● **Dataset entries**
[Start of section]
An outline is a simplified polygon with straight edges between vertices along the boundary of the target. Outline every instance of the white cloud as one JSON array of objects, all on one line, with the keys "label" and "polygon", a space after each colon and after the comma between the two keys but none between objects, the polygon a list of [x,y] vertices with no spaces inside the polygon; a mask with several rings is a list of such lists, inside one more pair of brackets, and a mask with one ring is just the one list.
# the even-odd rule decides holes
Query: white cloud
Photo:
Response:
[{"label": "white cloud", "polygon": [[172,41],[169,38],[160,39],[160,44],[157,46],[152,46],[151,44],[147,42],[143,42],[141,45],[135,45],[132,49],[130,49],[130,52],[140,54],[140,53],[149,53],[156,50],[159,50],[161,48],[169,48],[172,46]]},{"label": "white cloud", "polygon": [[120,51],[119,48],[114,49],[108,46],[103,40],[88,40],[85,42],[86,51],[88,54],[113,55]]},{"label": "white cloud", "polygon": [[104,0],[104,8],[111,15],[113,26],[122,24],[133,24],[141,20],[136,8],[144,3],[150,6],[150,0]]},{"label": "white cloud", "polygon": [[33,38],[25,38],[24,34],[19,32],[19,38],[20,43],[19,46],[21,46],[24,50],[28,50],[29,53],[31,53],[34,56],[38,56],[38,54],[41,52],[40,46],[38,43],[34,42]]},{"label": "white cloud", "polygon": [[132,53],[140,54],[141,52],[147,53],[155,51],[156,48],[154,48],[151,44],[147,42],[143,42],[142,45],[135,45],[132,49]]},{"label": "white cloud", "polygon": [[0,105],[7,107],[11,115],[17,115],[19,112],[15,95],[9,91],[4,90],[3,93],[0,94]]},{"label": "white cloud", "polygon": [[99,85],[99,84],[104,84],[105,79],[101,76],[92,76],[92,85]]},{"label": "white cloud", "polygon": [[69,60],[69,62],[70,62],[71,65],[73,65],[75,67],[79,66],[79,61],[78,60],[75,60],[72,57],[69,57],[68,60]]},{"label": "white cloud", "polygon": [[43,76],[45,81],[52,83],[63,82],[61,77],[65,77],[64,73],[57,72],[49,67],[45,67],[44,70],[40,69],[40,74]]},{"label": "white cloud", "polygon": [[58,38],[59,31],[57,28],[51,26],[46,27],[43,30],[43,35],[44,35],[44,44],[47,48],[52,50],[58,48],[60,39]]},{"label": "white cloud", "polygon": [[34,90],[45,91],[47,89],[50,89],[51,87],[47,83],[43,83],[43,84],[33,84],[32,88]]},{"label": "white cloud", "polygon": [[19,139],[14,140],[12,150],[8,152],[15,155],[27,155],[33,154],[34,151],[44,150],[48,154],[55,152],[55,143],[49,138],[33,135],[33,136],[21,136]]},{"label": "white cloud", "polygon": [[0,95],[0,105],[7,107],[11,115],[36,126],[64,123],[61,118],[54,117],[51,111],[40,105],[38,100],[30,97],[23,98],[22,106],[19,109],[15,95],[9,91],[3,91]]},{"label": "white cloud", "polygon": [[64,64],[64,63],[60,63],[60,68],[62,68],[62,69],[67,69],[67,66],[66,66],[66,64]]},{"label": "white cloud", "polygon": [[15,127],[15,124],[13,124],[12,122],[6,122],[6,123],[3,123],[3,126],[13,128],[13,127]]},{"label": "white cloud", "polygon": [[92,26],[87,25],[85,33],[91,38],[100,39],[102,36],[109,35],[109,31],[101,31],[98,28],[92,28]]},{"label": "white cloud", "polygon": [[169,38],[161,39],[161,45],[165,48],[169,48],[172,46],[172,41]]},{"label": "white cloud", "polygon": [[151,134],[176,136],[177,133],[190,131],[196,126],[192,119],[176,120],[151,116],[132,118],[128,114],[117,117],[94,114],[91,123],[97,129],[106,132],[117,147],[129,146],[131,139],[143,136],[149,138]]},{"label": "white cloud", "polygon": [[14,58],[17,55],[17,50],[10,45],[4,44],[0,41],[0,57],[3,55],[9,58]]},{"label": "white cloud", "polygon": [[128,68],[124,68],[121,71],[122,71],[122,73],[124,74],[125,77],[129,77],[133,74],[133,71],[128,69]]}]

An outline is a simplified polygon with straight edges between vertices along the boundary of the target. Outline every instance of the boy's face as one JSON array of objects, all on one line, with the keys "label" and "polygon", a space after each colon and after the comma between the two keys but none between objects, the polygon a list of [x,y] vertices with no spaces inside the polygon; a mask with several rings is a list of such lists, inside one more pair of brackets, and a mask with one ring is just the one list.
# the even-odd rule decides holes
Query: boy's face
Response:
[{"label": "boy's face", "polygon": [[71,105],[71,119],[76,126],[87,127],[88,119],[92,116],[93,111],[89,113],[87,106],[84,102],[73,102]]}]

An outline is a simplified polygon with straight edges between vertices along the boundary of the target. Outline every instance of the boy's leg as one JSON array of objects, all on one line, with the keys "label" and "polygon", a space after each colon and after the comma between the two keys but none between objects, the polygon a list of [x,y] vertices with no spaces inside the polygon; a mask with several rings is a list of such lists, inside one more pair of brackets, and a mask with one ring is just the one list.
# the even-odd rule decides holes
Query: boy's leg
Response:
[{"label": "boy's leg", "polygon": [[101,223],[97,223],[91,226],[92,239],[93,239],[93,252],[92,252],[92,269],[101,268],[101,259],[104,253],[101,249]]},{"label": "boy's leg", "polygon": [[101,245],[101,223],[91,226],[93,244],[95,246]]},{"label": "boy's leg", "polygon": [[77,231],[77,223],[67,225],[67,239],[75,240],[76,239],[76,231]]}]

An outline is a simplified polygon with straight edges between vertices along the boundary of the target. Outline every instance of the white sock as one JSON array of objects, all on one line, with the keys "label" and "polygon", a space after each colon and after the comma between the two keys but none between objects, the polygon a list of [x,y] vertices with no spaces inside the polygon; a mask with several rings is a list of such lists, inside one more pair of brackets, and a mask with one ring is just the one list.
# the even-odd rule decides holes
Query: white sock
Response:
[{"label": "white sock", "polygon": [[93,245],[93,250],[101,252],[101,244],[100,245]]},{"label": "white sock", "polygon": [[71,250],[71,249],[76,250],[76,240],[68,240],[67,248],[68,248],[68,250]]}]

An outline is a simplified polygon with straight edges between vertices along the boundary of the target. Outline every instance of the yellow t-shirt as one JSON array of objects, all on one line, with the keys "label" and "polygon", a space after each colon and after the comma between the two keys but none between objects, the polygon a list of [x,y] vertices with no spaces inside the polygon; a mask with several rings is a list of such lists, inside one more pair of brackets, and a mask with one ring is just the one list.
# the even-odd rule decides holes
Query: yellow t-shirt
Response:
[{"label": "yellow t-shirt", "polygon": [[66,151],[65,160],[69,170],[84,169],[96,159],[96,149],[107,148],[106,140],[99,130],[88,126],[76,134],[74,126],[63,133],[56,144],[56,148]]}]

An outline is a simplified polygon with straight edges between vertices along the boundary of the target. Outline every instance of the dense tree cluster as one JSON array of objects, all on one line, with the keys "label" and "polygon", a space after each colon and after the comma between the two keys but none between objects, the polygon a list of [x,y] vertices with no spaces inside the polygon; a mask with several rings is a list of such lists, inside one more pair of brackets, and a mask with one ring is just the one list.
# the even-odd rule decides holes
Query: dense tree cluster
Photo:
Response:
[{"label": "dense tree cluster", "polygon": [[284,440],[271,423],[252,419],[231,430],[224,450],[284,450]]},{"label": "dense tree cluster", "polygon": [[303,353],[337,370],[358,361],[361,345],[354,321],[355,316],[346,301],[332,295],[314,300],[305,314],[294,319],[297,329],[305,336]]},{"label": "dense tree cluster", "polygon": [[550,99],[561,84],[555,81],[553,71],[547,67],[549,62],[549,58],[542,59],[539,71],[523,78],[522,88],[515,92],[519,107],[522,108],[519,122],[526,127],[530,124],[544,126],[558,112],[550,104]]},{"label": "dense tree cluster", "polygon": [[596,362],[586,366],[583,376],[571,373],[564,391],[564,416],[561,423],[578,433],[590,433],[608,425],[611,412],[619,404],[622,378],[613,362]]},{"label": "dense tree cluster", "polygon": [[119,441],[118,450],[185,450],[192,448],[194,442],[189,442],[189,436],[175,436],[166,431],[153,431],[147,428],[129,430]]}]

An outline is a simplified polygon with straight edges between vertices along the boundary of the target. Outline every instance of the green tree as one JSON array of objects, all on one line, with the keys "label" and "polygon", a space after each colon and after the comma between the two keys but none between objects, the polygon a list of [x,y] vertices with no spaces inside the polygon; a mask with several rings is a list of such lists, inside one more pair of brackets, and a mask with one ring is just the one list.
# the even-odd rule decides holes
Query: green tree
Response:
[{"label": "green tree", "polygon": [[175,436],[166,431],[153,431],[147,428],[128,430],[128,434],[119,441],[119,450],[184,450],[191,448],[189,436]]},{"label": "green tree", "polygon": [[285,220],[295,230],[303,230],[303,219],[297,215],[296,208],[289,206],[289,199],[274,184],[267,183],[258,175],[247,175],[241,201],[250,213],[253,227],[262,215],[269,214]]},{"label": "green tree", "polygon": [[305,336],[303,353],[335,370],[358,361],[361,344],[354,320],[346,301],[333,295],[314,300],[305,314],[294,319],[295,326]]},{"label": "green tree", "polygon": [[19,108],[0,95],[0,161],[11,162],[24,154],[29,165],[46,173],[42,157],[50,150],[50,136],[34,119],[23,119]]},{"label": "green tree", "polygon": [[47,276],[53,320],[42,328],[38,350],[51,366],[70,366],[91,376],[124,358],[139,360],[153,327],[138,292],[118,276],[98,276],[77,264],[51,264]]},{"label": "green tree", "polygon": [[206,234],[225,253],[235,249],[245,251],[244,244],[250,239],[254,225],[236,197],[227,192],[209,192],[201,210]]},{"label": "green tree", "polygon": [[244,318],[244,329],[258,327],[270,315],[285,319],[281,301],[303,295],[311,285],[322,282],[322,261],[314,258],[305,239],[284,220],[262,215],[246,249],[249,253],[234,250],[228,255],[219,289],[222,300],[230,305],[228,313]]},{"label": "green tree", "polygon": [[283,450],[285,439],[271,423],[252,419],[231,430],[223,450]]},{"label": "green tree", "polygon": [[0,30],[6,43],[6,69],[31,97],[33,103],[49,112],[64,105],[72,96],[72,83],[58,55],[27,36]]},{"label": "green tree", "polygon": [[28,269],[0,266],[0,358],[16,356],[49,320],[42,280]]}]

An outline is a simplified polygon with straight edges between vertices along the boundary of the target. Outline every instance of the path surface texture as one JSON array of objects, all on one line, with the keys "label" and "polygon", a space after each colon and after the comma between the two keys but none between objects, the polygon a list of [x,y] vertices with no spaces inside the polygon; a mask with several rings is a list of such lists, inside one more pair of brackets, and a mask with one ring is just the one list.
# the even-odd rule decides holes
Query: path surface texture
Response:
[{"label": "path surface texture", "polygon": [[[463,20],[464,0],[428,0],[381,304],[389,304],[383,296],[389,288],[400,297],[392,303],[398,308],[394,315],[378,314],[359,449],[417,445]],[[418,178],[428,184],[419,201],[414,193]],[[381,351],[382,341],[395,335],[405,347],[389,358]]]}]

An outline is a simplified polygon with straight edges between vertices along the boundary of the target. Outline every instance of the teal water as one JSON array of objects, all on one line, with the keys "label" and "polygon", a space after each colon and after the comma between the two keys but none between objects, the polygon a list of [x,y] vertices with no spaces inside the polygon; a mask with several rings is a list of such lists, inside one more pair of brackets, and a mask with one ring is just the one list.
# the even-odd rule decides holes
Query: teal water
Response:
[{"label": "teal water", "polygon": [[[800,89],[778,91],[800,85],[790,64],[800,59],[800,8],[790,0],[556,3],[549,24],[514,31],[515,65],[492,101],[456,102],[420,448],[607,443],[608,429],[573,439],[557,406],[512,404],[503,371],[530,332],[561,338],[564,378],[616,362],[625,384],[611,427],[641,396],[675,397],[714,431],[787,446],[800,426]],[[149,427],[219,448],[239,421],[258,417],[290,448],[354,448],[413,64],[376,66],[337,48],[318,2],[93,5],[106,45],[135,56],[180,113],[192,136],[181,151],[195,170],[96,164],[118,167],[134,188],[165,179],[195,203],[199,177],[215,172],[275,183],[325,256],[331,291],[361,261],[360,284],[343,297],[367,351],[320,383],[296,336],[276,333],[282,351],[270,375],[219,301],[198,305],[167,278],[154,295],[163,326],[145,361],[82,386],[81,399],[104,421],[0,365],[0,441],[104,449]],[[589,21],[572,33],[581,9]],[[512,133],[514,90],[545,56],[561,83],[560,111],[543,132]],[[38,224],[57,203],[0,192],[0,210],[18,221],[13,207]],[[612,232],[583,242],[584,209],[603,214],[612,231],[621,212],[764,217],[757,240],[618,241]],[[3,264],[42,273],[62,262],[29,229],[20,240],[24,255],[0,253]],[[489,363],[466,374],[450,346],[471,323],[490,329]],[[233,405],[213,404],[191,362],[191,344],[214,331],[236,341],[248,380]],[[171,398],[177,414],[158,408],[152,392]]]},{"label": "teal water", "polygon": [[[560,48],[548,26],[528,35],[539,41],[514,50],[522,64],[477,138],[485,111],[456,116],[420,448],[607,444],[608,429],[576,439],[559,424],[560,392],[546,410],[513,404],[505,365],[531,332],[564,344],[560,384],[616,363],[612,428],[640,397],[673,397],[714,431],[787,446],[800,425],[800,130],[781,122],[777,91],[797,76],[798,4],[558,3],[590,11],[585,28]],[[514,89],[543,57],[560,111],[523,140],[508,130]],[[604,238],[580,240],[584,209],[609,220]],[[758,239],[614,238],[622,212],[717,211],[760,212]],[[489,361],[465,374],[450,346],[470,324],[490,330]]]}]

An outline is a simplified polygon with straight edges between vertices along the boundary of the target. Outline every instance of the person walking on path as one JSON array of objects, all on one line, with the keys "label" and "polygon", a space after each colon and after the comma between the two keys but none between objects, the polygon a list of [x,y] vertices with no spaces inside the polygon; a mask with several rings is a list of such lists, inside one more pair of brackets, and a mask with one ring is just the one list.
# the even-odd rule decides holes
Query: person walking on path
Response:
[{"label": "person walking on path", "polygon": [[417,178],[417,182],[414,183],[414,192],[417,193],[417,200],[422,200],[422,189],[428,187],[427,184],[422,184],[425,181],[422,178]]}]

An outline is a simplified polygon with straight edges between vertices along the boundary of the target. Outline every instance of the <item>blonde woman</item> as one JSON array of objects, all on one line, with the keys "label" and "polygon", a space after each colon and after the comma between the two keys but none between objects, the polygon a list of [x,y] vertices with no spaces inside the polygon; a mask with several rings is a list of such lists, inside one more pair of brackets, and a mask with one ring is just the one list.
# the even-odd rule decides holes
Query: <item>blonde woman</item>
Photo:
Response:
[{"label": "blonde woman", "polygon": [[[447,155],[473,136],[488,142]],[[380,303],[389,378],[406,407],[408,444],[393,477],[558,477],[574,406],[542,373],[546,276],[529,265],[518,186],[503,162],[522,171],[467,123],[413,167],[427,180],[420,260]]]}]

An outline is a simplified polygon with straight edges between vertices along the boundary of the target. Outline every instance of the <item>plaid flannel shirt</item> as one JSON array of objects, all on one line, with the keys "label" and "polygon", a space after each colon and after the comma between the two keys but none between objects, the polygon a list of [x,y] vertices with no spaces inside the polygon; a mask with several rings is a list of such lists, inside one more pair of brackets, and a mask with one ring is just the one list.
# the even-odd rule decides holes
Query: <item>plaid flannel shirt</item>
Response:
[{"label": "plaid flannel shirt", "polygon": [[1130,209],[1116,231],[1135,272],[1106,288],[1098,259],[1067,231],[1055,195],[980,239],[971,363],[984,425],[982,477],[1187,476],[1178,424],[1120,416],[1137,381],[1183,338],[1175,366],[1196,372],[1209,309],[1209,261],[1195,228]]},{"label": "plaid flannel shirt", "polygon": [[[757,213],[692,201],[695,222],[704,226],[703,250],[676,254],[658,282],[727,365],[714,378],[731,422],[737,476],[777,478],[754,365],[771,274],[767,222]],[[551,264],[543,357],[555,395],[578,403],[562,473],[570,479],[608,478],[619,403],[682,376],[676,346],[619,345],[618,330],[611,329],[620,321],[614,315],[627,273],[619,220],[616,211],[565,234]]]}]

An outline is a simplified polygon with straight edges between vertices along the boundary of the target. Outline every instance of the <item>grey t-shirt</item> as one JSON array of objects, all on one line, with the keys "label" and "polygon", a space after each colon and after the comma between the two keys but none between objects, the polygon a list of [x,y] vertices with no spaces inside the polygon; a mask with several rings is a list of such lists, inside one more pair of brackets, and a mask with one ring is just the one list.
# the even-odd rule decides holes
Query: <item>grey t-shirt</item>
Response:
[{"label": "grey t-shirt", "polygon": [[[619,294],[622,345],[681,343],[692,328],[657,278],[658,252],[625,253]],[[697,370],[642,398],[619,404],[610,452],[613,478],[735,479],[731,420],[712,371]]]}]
[End of section]
● **Brief**
Look above for the line containing "of the teal". Output from there through the line containing "Query: teal water", exactly and inclusively.

● **Problem solution**
An outline is a simplified polygon with straight edges between vertices along the boundary of the target. Outline every instance of the teal water as one JSON array of objects, all on one line, with the keys "label" and "polygon", a space after each colon and after the comma between the two keys but none between objects, the polygon a list of [x,y] vertices with no spaces inside the polygon; a mask with several rings is a list of such lists, inside one more pair of brackets, and a mask with one ring is just the one list.
# the even-odd rule decides holes
Query: teal water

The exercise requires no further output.